**PASSAGE SHOWN**

-- Begin --

2006-08-24 Thread Matthew Ahrens
On Thu, Aug 24, 2006 at 10:12:12AM -0600, Arlina Goce-Capiral wrote:
> It does appear that the disk is fill up by 140G.

So this confirms what I was saying, that they are only able to write
ndisks-1 worth of data (in this case, ~68GB * (3-1) == ~136GB.  So there
is no unexpected behavior with respect to the size of their raid-z pool,
just the known (and now fixed) bug.

> I think I now know what happen.  I created a raidz pool and I did not
> write any data to it before I just pulled out a disk.  So I believe the
> zfs filesystem did not initialize yet.  So this is why my zfs filesystem
> was unusable.  Can you confirm this? 

No, that should not be the case.  As soon as the 'zfs' or 'zpool'
command completes, everything will be on disk for the requested action.

-- End --

According to the raid-z message, at what point will everything be on disk for the requested action?

**PROVIDED MATERIAL**
-- Begin --

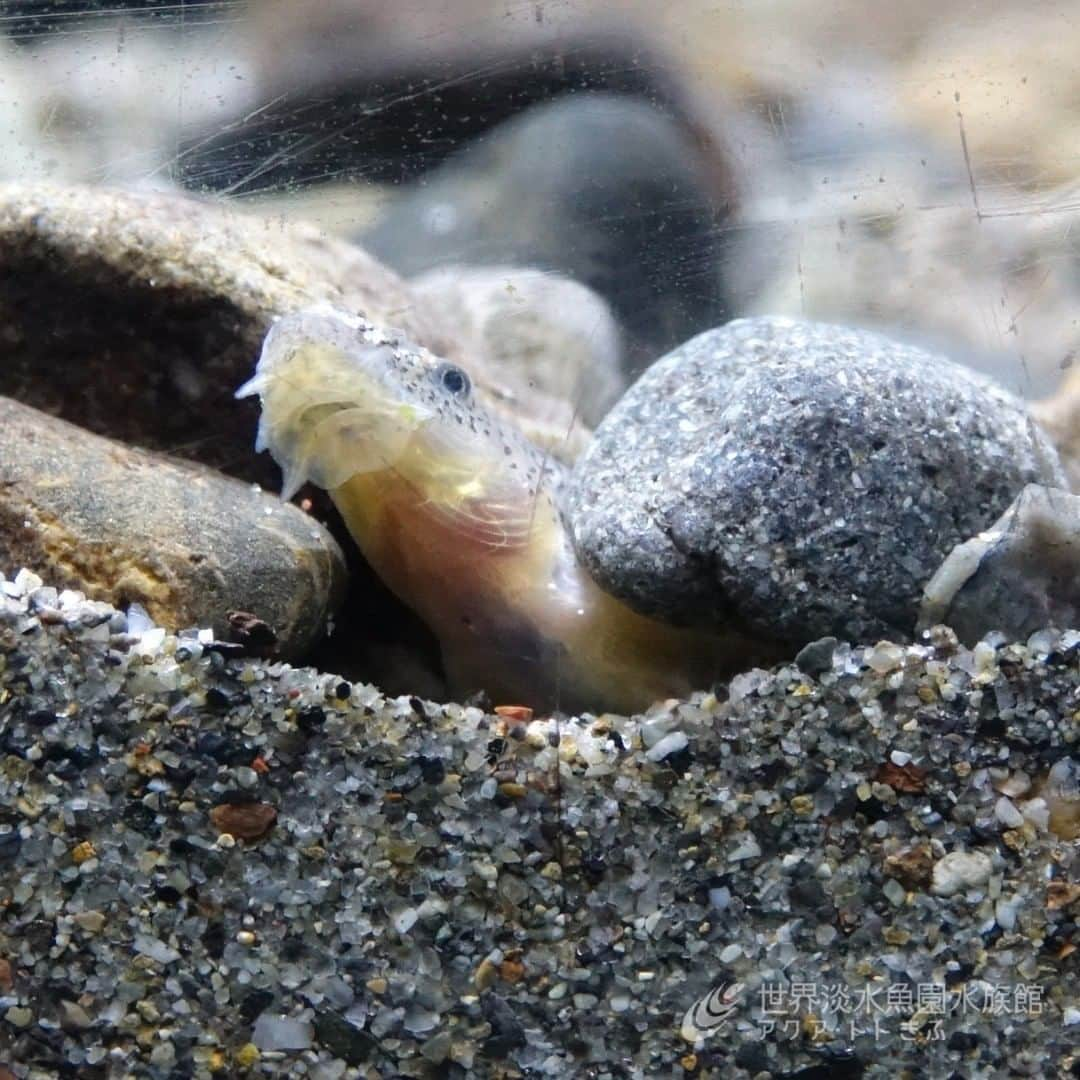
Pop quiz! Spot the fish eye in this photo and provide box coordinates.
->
[435,364,472,397]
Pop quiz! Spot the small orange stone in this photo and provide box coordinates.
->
[883,845,934,889]
[874,761,927,795]
[71,840,97,866]
[499,960,525,983]
[1047,881,1080,912]
[210,802,278,840]
[495,705,532,724]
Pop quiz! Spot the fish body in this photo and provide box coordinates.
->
[238,311,760,712]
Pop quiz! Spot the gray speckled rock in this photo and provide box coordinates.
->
[919,484,1080,645]
[567,318,1064,643]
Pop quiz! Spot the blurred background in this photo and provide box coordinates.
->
[0,0,1080,401]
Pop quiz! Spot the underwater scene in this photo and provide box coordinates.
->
[0,0,1080,1080]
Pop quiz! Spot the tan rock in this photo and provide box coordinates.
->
[0,397,345,657]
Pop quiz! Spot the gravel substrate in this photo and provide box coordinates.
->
[0,573,1080,1080]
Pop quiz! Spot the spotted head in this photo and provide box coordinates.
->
[237,309,554,541]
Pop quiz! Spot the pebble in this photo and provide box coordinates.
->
[252,1013,312,1053]
[0,184,453,490]
[566,318,1063,643]
[0,399,346,657]
[919,484,1080,645]
[930,851,994,896]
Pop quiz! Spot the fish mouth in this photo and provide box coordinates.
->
[237,323,435,499]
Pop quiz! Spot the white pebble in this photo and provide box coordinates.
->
[932,851,994,896]
[994,795,1024,828]
[252,1013,312,1050]
[645,731,689,761]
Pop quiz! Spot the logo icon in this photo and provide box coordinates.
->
[679,983,746,1042]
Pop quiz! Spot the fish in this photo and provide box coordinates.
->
[237,307,750,713]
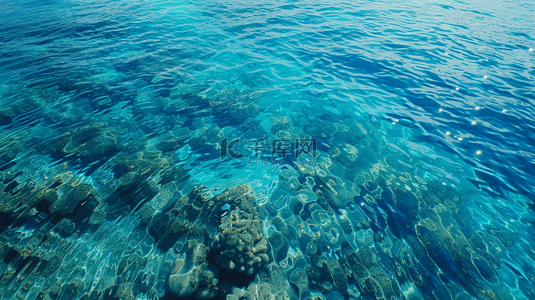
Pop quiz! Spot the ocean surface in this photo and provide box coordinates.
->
[0,0,535,300]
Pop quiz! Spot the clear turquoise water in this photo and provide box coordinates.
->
[0,0,535,299]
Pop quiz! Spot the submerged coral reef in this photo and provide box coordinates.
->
[0,76,535,300]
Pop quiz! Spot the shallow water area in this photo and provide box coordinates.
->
[0,0,535,300]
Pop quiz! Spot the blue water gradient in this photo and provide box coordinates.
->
[0,0,535,299]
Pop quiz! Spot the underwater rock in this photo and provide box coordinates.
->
[213,208,269,275]
[168,240,219,299]
[51,123,117,156]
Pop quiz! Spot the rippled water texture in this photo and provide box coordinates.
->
[0,0,535,300]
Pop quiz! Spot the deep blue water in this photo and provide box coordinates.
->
[0,0,535,300]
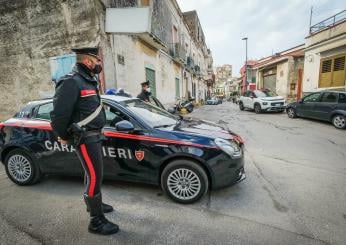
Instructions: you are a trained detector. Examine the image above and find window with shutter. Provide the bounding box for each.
[332,56,345,87]
[319,54,346,88]
[319,59,333,88]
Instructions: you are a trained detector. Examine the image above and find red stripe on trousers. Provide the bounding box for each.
[80,144,96,197]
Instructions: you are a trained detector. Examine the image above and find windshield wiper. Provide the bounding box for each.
[154,124,176,128]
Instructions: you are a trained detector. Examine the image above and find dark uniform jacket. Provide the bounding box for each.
[137,90,150,102]
[51,64,106,140]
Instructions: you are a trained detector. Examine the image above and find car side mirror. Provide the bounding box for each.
[115,120,135,132]
[167,108,175,114]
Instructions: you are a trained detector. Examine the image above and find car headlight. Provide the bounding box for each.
[214,138,242,159]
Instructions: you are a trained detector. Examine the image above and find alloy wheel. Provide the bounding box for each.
[8,155,32,182]
[287,108,296,118]
[167,168,201,200]
[333,115,346,128]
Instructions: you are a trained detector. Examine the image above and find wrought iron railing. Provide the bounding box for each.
[310,10,346,34]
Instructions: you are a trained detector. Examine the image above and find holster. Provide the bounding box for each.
[68,123,86,146]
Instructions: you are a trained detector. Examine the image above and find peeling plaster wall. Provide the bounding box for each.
[113,35,182,105]
[0,0,107,120]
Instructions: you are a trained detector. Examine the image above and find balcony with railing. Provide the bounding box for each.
[310,10,346,35]
[169,43,186,64]
[185,56,195,72]
[106,7,167,49]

-- End --

**COMPLETED TASK**
As soon as the 'zfs' or 'zpool' command completes.